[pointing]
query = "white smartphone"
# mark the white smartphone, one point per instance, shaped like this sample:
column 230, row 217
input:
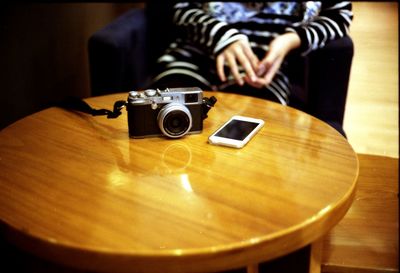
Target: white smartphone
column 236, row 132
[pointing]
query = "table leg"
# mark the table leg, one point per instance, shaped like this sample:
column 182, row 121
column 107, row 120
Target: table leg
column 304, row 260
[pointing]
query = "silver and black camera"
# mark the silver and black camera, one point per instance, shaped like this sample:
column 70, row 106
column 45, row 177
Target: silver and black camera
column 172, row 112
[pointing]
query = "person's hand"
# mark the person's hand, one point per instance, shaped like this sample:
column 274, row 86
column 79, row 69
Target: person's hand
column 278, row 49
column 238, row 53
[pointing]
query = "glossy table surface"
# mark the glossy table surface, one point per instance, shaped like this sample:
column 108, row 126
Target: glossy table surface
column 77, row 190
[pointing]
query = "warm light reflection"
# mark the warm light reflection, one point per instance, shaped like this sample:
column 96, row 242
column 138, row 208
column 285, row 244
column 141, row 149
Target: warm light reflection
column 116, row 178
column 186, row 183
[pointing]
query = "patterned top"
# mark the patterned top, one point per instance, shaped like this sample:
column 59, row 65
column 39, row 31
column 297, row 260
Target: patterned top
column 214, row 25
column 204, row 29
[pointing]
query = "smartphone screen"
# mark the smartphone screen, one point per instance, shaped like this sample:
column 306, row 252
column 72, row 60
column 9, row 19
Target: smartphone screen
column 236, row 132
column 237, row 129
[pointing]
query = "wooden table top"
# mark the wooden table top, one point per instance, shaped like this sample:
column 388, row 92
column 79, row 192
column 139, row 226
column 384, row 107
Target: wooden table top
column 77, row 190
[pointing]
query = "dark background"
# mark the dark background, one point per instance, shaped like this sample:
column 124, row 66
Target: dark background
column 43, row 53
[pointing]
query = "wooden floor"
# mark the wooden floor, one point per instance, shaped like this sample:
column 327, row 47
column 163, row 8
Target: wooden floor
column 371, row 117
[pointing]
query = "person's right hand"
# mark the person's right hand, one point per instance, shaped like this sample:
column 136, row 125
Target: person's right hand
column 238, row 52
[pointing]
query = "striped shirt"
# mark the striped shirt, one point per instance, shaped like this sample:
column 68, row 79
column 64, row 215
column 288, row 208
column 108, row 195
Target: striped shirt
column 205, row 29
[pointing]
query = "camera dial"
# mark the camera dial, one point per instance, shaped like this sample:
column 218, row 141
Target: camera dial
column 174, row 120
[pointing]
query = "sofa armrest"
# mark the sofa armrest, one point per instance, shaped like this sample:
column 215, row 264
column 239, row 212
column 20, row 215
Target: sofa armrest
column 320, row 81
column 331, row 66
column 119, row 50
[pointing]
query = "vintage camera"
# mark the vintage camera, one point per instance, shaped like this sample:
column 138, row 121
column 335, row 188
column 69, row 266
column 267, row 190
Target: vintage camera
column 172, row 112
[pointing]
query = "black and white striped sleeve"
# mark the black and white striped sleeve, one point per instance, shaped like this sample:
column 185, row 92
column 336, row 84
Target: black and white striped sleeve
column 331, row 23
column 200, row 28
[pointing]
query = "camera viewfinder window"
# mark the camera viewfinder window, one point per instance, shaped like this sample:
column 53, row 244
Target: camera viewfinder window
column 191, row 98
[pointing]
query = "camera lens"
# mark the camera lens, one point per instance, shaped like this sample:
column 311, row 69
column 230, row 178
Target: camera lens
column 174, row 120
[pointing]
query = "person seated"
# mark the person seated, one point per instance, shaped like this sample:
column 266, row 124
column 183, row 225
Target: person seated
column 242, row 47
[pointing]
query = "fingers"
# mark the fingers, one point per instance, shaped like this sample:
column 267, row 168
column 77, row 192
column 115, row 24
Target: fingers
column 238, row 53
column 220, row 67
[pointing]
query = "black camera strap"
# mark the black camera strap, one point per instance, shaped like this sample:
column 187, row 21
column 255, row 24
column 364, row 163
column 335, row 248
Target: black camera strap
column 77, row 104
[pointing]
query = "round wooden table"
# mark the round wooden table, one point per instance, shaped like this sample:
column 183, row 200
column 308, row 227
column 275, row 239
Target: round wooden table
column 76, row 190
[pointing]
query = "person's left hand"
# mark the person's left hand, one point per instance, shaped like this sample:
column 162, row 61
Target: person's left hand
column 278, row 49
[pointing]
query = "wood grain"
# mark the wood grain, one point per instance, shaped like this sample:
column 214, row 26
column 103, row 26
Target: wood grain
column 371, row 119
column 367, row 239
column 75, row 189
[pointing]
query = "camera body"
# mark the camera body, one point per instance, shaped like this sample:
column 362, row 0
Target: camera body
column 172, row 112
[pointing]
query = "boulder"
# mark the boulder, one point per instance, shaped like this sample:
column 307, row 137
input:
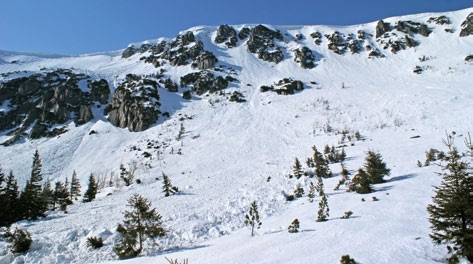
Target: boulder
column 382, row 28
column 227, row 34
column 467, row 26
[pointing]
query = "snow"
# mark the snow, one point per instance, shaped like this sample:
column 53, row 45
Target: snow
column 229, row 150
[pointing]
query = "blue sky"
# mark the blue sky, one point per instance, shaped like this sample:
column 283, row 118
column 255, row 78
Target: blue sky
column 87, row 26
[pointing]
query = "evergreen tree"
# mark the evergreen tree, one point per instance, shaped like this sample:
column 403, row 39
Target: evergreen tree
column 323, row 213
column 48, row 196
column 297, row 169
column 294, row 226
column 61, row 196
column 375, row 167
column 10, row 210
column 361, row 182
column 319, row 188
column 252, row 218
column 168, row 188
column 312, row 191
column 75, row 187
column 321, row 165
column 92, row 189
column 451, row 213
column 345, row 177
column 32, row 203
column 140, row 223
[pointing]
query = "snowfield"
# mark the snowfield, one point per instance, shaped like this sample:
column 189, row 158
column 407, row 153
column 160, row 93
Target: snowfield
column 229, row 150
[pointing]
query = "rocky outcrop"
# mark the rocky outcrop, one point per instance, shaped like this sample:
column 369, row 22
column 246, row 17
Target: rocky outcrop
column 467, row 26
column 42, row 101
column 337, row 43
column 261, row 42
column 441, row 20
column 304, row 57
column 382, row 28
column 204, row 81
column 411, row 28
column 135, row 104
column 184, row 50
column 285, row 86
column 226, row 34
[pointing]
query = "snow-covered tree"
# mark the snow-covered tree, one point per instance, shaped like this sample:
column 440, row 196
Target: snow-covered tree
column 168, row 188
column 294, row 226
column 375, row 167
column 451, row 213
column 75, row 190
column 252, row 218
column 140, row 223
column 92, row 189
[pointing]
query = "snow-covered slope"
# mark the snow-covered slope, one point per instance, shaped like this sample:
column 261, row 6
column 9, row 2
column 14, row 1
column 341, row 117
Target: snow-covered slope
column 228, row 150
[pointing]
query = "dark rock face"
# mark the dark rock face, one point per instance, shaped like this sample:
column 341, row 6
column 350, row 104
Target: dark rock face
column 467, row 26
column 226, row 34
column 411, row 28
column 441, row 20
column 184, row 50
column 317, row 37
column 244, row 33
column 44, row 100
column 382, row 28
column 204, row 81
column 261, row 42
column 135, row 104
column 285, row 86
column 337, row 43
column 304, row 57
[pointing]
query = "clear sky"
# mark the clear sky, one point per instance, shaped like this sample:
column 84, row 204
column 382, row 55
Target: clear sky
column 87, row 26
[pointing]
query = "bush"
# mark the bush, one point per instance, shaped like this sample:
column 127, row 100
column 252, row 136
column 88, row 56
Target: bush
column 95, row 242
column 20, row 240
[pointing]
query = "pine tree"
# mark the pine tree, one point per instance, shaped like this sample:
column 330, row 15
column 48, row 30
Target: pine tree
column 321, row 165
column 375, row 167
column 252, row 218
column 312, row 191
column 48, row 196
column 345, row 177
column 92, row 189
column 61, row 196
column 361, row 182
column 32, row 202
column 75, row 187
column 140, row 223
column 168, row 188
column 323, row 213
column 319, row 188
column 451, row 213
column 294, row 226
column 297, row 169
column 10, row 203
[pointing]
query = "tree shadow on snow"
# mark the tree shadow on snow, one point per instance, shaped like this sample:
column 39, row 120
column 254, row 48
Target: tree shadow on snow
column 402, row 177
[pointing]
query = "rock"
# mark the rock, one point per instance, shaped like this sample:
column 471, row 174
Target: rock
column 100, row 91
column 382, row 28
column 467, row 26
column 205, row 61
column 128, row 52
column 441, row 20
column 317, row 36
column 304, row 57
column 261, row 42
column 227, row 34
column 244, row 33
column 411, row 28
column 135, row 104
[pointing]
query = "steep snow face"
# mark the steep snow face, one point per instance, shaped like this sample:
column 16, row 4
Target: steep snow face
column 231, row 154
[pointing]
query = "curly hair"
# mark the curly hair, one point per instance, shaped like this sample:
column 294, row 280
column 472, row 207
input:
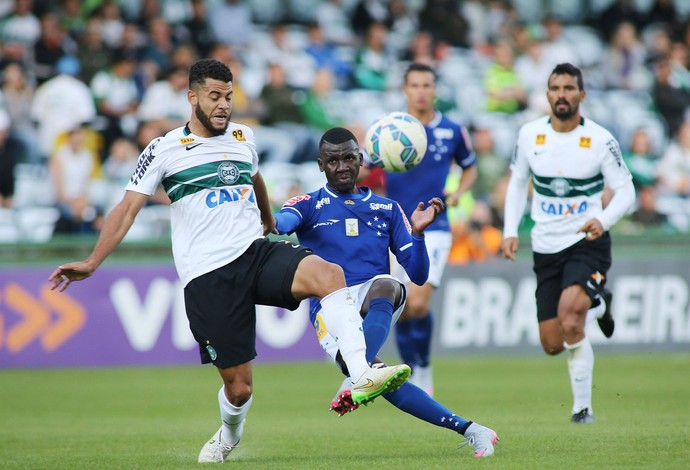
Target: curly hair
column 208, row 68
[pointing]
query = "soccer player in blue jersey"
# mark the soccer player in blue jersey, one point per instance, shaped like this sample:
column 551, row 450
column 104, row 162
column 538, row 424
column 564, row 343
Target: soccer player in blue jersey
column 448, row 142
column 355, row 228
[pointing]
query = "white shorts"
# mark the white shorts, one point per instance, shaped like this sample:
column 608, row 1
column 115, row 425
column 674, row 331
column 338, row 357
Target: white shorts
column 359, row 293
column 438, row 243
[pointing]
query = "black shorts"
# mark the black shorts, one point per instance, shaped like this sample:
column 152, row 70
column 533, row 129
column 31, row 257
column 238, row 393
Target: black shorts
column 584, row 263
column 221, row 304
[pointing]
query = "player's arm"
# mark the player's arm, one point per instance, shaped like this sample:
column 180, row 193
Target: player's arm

○ ○ ○ ○ ○ ○ ○

## Challenge
Gather every line in the records above that contains the string "patterned".

## Answer for this exercise
query = "patterned top"
# mark the patterned top, one point per instance, shaped like this sample:
Target: patterned top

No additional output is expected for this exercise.